| Given request |
List each line of the listing below that contains the string "Target". Treat uppercase and lowercase as different.

| Exercise input |
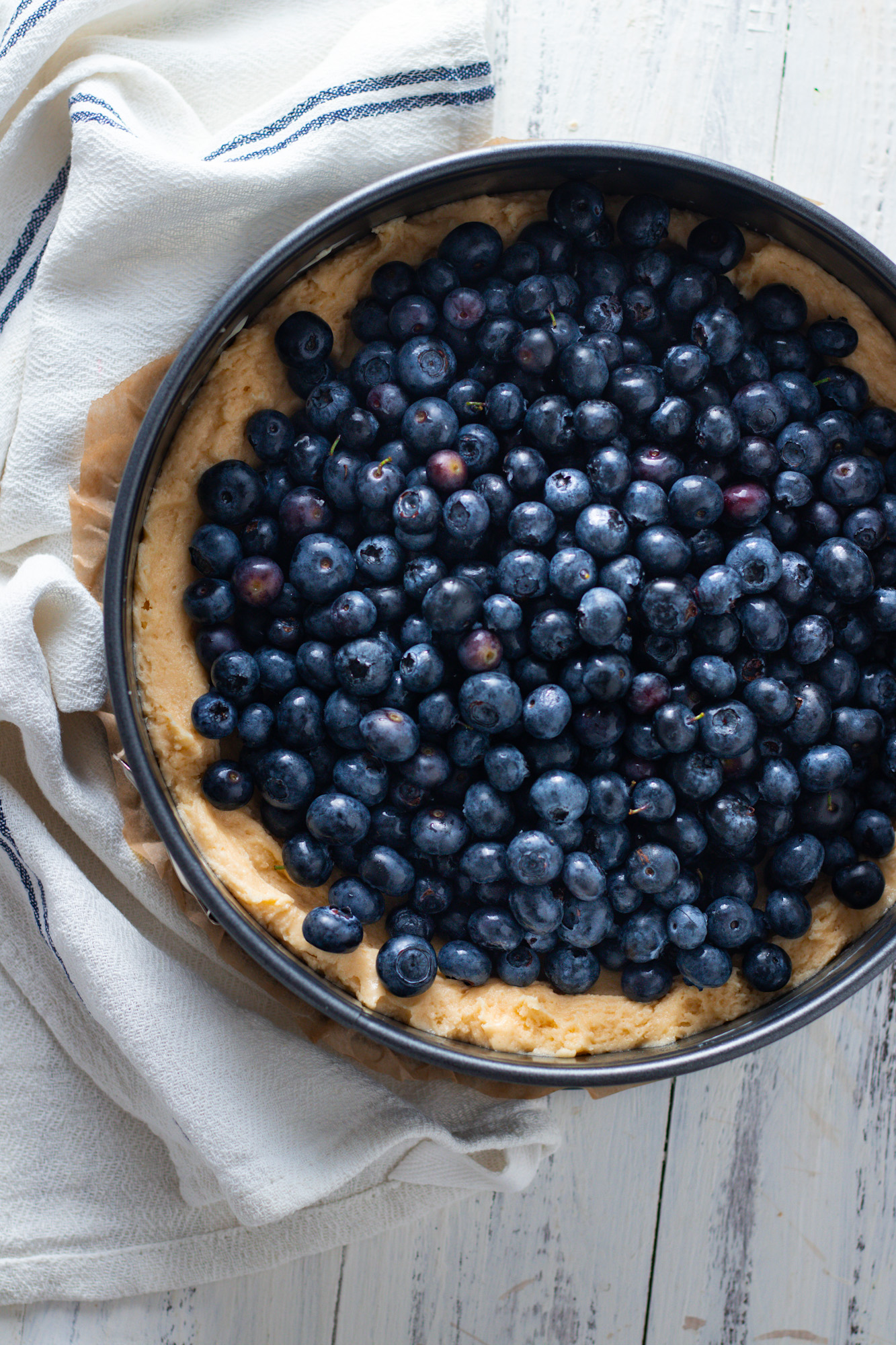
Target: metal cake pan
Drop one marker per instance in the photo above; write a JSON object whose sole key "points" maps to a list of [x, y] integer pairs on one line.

==

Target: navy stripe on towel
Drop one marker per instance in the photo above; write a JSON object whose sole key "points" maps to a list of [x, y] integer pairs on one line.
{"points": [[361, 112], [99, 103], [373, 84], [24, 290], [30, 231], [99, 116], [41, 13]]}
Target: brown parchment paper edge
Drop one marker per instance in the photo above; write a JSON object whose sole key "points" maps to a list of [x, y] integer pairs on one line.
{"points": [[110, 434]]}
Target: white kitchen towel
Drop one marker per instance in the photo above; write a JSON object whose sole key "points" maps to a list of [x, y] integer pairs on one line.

| Correct response |
Target: metal cake pan
Target: navy stripe on towel
Target: brown parchment paper edge
Target: white kitchen towel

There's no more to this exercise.